▸ BRIEF
Repeat the listing below in full, exactly as it stands.

▸ DATASET ROWS

--

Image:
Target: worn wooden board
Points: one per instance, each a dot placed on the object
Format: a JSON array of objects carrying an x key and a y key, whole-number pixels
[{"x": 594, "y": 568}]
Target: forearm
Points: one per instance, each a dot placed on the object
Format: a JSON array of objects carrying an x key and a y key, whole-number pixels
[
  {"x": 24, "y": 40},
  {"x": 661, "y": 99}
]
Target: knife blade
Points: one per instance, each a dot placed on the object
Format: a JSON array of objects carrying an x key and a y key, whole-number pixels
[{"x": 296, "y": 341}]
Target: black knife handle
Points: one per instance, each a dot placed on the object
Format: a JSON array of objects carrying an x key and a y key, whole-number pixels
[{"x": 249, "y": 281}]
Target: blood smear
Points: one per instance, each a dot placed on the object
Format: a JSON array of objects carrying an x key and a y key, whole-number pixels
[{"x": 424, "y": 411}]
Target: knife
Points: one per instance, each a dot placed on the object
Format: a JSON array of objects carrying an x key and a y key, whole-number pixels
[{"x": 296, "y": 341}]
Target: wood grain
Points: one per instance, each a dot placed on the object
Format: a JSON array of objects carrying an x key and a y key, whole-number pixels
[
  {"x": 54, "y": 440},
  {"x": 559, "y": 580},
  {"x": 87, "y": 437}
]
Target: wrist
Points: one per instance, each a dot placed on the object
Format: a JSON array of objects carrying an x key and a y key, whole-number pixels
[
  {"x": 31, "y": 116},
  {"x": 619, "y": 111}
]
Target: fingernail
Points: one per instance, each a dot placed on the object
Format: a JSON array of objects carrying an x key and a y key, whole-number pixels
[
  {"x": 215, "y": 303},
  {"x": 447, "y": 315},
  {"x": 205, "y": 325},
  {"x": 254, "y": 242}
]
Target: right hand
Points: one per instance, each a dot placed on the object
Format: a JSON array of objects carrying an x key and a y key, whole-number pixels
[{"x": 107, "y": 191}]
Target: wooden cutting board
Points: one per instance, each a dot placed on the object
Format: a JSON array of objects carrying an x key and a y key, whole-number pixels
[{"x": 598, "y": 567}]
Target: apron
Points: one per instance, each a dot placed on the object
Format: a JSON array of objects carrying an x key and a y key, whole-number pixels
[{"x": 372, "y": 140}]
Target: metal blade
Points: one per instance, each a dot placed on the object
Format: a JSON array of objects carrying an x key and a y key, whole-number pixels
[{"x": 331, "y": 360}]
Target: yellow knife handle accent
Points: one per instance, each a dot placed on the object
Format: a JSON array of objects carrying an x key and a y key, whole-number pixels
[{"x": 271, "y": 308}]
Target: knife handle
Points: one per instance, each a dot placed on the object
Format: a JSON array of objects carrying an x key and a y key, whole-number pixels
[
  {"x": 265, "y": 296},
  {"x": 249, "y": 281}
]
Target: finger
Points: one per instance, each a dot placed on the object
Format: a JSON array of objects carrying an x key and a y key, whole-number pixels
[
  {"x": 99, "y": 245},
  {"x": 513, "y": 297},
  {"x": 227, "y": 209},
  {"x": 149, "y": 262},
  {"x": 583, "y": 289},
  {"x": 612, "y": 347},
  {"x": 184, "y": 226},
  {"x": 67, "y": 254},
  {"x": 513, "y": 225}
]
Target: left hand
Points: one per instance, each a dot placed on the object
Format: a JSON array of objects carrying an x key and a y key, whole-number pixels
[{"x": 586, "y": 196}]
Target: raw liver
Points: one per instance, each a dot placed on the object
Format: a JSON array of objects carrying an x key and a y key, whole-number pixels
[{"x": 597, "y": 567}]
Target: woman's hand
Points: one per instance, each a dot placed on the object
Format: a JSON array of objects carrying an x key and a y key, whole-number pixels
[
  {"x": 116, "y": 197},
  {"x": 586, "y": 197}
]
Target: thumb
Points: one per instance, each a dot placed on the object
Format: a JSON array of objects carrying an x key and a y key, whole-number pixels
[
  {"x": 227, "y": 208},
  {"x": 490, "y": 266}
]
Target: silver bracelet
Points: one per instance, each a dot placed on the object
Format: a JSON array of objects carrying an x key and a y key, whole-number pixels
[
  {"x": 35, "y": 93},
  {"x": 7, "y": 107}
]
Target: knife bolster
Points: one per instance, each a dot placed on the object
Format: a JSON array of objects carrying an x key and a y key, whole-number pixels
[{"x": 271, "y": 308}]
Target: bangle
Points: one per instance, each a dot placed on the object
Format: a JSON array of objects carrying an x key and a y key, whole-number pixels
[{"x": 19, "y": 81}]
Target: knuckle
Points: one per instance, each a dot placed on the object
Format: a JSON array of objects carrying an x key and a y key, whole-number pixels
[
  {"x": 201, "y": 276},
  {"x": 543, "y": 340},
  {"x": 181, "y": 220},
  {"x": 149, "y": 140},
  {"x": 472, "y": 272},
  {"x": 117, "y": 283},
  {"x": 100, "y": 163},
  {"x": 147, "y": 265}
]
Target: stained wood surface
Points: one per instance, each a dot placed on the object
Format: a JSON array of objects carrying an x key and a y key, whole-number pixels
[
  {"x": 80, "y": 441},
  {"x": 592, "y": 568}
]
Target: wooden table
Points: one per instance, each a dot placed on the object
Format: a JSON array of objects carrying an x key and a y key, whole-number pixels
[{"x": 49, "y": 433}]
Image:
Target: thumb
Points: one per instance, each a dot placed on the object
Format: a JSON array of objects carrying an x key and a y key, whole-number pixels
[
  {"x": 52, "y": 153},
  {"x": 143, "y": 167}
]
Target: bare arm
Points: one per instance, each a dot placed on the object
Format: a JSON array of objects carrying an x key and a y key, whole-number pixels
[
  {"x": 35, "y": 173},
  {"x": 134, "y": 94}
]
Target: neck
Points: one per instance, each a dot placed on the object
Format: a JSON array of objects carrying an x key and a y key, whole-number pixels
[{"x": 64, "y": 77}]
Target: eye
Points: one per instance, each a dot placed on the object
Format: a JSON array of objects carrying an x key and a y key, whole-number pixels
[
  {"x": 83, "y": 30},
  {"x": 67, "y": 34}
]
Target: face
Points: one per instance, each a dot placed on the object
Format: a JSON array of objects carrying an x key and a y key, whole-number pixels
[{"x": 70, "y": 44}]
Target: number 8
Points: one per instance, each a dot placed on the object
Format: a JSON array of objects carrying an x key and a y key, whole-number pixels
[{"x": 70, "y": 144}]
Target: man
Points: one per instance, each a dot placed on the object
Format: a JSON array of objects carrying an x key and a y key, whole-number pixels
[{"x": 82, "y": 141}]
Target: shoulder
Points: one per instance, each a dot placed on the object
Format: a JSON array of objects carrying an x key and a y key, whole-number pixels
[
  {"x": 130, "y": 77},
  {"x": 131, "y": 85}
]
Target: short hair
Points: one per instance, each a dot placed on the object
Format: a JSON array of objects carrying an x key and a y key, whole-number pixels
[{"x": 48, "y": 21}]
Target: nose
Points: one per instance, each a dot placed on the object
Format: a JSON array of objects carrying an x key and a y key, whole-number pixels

--

▸ FULL SOLUTION
Image:
Target: worn wooden board
Points: one per instance, each a dot placed on the object
Format: a JSON array of objects carrying an x key and a y key, whole-number pixels
[{"x": 594, "y": 568}]
Target: forearm
Points: one per instance, each a dot placed on the object
Format: a JSON array of objects carrying an x key and a y key, whole-number pixels
[
  {"x": 24, "y": 40},
  {"x": 661, "y": 99}
]
Target: knife blade
Points: one per instance, each a dot placed on the object
Format: a JSON array of objects carrying an x key and a y key, whole-number pixels
[{"x": 296, "y": 341}]
Target: black knife handle
Points: one per instance, each a dot placed on the object
Format: a JSON array of objects carrying an x key and a y key, whole-number pixels
[{"x": 249, "y": 281}]
Target: blood smear
Points: one per instance, each a dot placed on the object
Format: a JSON array of objects carrying an x key and a y key, whole-number pixels
[{"x": 424, "y": 411}]
Target: knife
Points: one per instance, each a dot placed on the object
Format: a JSON array of objects carrying an x key and a y key, whole-number pixels
[{"x": 296, "y": 341}]
Target: wood grain
Points: one per instance, each a dot placed on the object
Format: a JSON array of objects carrying an x key and a y key, whole-number pixels
[
  {"x": 54, "y": 440},
  {"x": 559, "y": 580},
  {"x": 87, "y": 437}
]
Target: wrist
Points: one per instance, each a dot placed on the object
Format: a JSON array of objects carrying an x key and a y key, whole-number pixels
[
  {"x": 31, "y": 116},
  {"x": 619, "y": 111}
]
Target: fingernail
Points: one per instance, each a dot placed on the object
Format: a JSON array of objects carrying an x key and a y key, whole-number pixels
[
  {"x": 215, "y": 303},
  {"x": 447, "y": 315},
  {"x": 205, "y": 325},
  {"x": 254, "y": 242}
]
Target: right hand
Points: one per instance, each a dot placed on the object
Format: a JSON array of objects carrying an x key and a y key, whole-number pixels
[{"x": 107, "y": 191}]
Target: wooden cutting board
Points: one per instance, each a dot placed on the object
Format: a JSON array of objects carrying an x key and a y key, whole-number pixels
[{"x": 598, "y": 567}]
Target: apron
Points: one per instance, each a dot placed on the object
Format: a JSON array of objects carrying an x key and a y key, whole-number pixels
[{"x": 372, "y": 140}]
Target: metal blade
Points: one per instance, each a dot placed on the object
Format: a JSON array of objects carrying an x key and a y key, whole-number pixels
[{"x": 331, "y": 360}]
Target: yellow knife handle accent
Points: one per instance, each a dot placed on the object
Format: a JSON array of objects carrying an x key and a y key, whole-number pixels
[{"x": 271, "y": 308}]
Target: knife handle
Points: one per instance, each a dot placed on the object
Format: a JSON array of objects carrying an x key and a y key, whole-number pixels
[
  {"x": 265, "y": 296},
  {"x": 249, "y": 281}
]
Target: finger
Points: one per instance, each a dot placed on the object
Format: a JSON array of objects carrying an x key and a y key, whole-number pixels
[
  {"x": 99, "y": 245},
  {"x": 513, "y": 297},
  {"x": 227, "y": 209},
  {"x": 149, "y": 262},
  {"x": 583, "y": 289},
  {"x": 612, "y": 347},
  {"x": 184, "y": 226},
  {"x": 67, "y": 254},
  {"x": 513, "y": 225}
]
Target: left hand
Points: one per instance, each a dot placed on the object
Format: a JSON array of objects carrying an x key and a y key, whole-number pixels
[{"x": 586, "y": 196}]
Target: raw liver
Points: one per instance, each a dot placed on the object
Format: a JSON array of objects carrying an x key and a y key, whole-number pixels
[{"x": 597, "y": 567}]
Target: woman's hand
Points: one per instance, each a dot placed on the object
Format: a JSON array of objects carrying an x key and a y key, whole-number pixels
[
  {"x": 116, "y": 197},
  {"x": 586, "y": 197}
]
Target: thumb
Points: one per instance, each a dot placed on the object
Format: a JSON array of objects carrying an x key and a y key, whole-number pixels
[
  {"x": 227, "y": 208},
  {"x": 490, "y": 266}
]
Target: silver bracelet
Points: one per instance, each a dot placed on the object
Format: a JSON array of objects carrying an x key and a y key, whole-number pixels
[
  {"x": 35, "y": 93},
  {"x": 7, "y": 107}
]
Target: knife bolster
Points: one per instance, each a dot placed on the object
Format: a JSON array of objects carrying an x key and a y key, whole-number pixels
[{"x": 271, "y": 308}]
Target: bangle
Points: one per instance, each a dot placed on the object
Format: a JSON array of objects carrying an x key and a y key, whole-number pixels
[{"x": 19, "y": 81}]
Target: knuckle
Points: one per instance, each a dot placed on the object
Format: a JSON array of objects carrying an x key and a y key, whole-number pixels
[
  {"x": 201, "y": 276},
  {"x": 543, "y": 340},
  {"x": 181, "y": 220},
  {"x": 149, "y": 140},
  {"x": 472, "y": 272},
  {"x": 117, "y": 283},
  {"x": 100, "y": 163},
  {"x": 147, "y": 265}
]
Target: stained wood surface
Points: one per instance, each a dot placed on the object
Format: a JSON array of objects carrying an x key and a y key, whole-number pixels
[
  {"x": 80, "y": 441},
  {"x": 592, "y": 568}
]
Target: wooden table
Points: one per instance, each a dot placed on the object
Format: a JSON array of objects carrying an x key and a y key, whole-number pixels
[{"x": 49, "y": 433}]
Image:
Target: thumb
Points: one per instance, each a dot placed on the object
Format: a JSON array of objects carrying an x key and a y key, whole-number pixels
[
  {"x": 52, "y": 153},
  {"x": 143, "y": 167}
]
Target: bare arm
Points: one per instance, each a dot placed on the object
Format: a JSON array of objects carrying an x key and a y key, whole-number pixels
[
  {"x": 35, "y": 173},
  {"x": 134, "y": 94}
]
Target: neck
Points: one per instance, each a dot placed on the object
Format: a JSON array of objects carrying an x key and a y key, whole-number pixels
[{"x": 64, "y": 77}]
Target: eye
Points: one per instance, each a dot placed on the object
Format: a JSON array of objects carrying an x key and a y key, whole-number pixels
[
  {"x": 83, "y": 30},
  {"x": 67, "y": 34}
]
Target: face
Points: one per instance, each a dot placed on the object
Format: a JSON array of objects carrying an x key and a y key, whole-number pixels
[{"x": 70, "y": 44}]
Target: number 8
Points: one per instance, each a dot placed on the object
Format: a JSON array of objects carrying an x key and a y key, whole-number pixels
[{"x": 70, "y": 144}]
Target: man
Points: one per instance, each a dot placed on the object
Format: a JSON array of objects carrying an x key and a y key, whole-number pixels
[{"x": 82, "y": 141}]
Target: shoulder
Points: one per instance, each a dot placed on the object
Format: a JSON array of objects carrying an x key and a y key, whole-number pixels
[
  {"x": 130, "y": 77},
  {"x": 131, "y": 85}
]
Target: short hair
Points: one per instance, each a dot placed on the object
Format: a JSON array of objects carrying an x key and a y key, whole-number pixels
[{"x": 48, "y": 21}]
Target: nose
Points: one per instance, each a dot placed on the object
Format: a JSON array of objects carrying an x key and a y key, whole-number pixels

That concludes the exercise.